From the rows below, pull out every line that contains the word "roof" and copy each one unchanged.

Items listed in a dataset:
______________________________

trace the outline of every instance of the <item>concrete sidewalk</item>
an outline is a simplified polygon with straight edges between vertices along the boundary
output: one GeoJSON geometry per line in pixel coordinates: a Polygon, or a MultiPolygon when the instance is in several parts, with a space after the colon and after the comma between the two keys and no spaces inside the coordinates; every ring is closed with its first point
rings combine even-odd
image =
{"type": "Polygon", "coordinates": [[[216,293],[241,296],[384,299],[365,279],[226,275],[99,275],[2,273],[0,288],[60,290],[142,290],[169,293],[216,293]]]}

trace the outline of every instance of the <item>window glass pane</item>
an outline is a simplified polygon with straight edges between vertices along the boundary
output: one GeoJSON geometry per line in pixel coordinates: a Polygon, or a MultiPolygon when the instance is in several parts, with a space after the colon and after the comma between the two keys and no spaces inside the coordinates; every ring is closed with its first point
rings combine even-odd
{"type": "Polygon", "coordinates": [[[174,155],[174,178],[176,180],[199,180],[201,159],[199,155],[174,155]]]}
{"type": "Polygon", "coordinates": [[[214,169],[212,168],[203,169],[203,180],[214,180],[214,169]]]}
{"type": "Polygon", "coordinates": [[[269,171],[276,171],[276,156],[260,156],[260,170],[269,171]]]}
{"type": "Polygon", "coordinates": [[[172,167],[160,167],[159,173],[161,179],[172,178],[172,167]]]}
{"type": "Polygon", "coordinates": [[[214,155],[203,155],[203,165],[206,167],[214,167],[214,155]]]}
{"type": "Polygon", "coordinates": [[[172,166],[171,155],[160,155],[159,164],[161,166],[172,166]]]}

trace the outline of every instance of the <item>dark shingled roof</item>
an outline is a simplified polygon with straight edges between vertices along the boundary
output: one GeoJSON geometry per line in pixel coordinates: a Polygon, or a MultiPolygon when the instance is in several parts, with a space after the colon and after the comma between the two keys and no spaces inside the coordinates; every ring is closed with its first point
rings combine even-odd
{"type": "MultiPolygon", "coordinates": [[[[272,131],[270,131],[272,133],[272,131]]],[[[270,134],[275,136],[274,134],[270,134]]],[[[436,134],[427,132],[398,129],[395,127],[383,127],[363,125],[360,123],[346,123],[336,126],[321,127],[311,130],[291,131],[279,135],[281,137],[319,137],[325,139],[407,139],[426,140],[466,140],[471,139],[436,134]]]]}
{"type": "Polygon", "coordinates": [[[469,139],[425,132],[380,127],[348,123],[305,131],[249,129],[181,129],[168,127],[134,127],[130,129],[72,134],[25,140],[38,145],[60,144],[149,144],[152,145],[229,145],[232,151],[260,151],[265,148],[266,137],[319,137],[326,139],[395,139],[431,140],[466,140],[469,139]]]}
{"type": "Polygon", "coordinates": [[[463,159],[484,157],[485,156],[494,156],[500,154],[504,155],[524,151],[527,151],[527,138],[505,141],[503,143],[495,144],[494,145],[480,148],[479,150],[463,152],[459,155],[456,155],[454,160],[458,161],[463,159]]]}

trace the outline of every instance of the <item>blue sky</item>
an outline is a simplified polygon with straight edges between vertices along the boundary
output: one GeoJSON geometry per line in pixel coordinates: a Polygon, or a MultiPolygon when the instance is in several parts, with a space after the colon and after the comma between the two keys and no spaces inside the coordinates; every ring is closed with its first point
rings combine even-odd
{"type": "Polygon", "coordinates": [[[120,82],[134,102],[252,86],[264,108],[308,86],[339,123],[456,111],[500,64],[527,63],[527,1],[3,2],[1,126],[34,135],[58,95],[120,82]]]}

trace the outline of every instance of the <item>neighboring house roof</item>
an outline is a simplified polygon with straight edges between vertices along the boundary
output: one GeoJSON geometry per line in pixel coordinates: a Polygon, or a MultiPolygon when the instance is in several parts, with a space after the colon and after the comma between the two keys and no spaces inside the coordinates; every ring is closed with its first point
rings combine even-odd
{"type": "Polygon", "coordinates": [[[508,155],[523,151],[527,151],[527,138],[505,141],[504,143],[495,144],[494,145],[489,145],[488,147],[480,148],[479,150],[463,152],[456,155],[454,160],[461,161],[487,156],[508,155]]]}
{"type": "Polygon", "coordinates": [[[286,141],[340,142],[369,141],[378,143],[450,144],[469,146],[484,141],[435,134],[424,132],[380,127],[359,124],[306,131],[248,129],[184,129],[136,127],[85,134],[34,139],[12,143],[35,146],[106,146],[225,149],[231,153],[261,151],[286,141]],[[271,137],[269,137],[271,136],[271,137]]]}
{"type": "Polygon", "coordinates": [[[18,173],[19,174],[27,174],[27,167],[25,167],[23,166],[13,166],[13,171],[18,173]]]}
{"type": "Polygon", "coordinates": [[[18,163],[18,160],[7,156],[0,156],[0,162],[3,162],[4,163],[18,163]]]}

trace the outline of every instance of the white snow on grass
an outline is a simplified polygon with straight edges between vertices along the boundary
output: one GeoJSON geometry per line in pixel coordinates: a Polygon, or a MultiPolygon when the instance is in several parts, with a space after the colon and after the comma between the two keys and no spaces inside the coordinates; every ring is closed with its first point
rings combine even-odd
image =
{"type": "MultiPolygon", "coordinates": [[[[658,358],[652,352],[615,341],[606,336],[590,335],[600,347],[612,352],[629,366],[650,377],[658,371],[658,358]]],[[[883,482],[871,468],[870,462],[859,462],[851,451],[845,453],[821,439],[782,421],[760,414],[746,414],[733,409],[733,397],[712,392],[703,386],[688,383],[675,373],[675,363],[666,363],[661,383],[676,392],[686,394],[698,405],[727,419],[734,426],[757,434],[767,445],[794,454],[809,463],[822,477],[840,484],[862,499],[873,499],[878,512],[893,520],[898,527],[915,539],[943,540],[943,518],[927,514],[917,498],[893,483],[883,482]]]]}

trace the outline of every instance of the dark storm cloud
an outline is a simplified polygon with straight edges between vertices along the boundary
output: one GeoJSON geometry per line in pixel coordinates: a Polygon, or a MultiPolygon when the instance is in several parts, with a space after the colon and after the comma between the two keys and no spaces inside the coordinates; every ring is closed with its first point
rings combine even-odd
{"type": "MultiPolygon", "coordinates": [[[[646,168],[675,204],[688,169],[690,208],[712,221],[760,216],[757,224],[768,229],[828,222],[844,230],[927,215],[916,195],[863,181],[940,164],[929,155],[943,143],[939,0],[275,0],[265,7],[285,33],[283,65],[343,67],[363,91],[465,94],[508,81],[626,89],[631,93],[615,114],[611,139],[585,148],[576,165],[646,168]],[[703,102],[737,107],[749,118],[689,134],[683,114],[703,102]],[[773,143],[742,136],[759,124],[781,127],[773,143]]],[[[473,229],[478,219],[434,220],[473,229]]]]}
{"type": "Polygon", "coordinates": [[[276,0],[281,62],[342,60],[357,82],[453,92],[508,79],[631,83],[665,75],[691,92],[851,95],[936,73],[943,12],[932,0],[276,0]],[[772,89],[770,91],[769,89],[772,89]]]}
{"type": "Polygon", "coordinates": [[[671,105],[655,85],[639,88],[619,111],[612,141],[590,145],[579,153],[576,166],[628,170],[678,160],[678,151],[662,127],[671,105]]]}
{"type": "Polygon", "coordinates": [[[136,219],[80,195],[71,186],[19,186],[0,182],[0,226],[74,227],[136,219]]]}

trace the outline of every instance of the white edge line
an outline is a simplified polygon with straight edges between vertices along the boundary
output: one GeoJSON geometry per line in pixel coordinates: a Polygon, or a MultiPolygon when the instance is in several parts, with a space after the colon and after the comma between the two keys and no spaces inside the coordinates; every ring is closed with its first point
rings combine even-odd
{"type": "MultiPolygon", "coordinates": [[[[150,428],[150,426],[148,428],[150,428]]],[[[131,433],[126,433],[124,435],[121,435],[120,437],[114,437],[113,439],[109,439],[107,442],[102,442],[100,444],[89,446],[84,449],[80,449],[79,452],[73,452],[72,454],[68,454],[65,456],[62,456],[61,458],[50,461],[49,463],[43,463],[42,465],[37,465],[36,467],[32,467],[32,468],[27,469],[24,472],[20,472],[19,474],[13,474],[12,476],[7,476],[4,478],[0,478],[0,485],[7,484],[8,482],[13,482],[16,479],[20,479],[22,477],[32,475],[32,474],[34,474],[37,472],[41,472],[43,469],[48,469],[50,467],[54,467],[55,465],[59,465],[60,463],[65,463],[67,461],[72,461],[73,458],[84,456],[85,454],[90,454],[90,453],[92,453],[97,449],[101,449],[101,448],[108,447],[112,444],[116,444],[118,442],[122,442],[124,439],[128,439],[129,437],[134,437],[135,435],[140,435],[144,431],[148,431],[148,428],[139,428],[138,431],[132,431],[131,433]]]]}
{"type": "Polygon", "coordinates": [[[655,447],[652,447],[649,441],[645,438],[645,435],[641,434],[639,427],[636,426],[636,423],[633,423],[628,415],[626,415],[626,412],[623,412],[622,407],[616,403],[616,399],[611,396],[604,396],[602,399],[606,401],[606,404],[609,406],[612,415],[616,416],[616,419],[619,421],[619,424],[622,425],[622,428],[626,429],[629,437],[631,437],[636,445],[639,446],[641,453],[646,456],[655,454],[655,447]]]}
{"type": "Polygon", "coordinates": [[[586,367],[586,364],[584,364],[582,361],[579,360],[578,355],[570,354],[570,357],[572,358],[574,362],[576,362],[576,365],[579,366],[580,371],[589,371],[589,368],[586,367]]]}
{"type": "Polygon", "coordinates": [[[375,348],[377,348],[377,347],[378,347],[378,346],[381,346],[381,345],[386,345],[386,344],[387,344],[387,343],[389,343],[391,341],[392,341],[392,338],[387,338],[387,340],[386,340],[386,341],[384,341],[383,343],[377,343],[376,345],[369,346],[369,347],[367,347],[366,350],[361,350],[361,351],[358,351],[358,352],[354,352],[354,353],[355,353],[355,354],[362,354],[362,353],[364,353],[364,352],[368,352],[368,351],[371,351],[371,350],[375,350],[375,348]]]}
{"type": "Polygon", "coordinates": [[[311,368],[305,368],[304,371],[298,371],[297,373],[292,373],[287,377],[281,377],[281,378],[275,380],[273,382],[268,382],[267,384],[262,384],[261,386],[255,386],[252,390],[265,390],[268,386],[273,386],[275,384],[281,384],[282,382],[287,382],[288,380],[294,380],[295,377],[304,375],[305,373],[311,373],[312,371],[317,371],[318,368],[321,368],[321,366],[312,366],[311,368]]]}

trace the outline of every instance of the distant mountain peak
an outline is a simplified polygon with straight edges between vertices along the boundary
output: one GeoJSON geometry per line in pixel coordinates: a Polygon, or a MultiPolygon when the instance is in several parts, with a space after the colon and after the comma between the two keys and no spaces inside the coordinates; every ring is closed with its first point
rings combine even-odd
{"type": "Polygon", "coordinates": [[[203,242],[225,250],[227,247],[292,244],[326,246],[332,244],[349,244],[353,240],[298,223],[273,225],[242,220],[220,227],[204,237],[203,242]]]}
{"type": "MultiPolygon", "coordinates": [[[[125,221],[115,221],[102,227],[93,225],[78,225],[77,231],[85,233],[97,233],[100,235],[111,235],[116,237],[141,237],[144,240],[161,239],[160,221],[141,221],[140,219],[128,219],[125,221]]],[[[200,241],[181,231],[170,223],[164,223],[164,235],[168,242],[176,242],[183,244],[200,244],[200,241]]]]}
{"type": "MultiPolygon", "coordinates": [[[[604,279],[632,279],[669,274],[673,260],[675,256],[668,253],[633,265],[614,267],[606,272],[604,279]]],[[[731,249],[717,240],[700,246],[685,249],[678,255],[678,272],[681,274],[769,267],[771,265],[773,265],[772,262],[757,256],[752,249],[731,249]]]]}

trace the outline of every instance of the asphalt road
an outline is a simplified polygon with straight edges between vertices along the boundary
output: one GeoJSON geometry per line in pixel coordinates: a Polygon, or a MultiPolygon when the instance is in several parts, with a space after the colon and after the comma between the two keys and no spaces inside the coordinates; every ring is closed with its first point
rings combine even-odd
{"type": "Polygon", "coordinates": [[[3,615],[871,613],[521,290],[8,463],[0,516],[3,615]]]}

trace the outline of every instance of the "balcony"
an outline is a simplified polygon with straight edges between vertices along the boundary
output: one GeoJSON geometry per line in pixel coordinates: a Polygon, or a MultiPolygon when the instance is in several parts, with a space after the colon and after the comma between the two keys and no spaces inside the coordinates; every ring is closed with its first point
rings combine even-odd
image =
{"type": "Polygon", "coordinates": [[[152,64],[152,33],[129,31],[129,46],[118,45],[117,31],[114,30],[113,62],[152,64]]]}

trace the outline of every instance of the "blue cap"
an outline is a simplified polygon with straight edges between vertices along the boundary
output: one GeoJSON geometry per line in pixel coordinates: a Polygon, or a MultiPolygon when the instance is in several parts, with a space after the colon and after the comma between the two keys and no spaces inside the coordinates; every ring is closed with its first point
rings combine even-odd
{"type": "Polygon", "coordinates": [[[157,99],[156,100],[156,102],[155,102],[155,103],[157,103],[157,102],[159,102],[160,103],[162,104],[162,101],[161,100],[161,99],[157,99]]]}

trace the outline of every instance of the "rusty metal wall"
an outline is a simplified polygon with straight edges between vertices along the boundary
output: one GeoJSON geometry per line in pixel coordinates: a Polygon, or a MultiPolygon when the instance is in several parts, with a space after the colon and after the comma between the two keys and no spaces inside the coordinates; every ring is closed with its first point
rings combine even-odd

______________________________

§ **Finished answer**
trace the outline of every instance of the <item>dark shingled roof</item>
trace the outline of every instance of the <item>neighboring house roof</item>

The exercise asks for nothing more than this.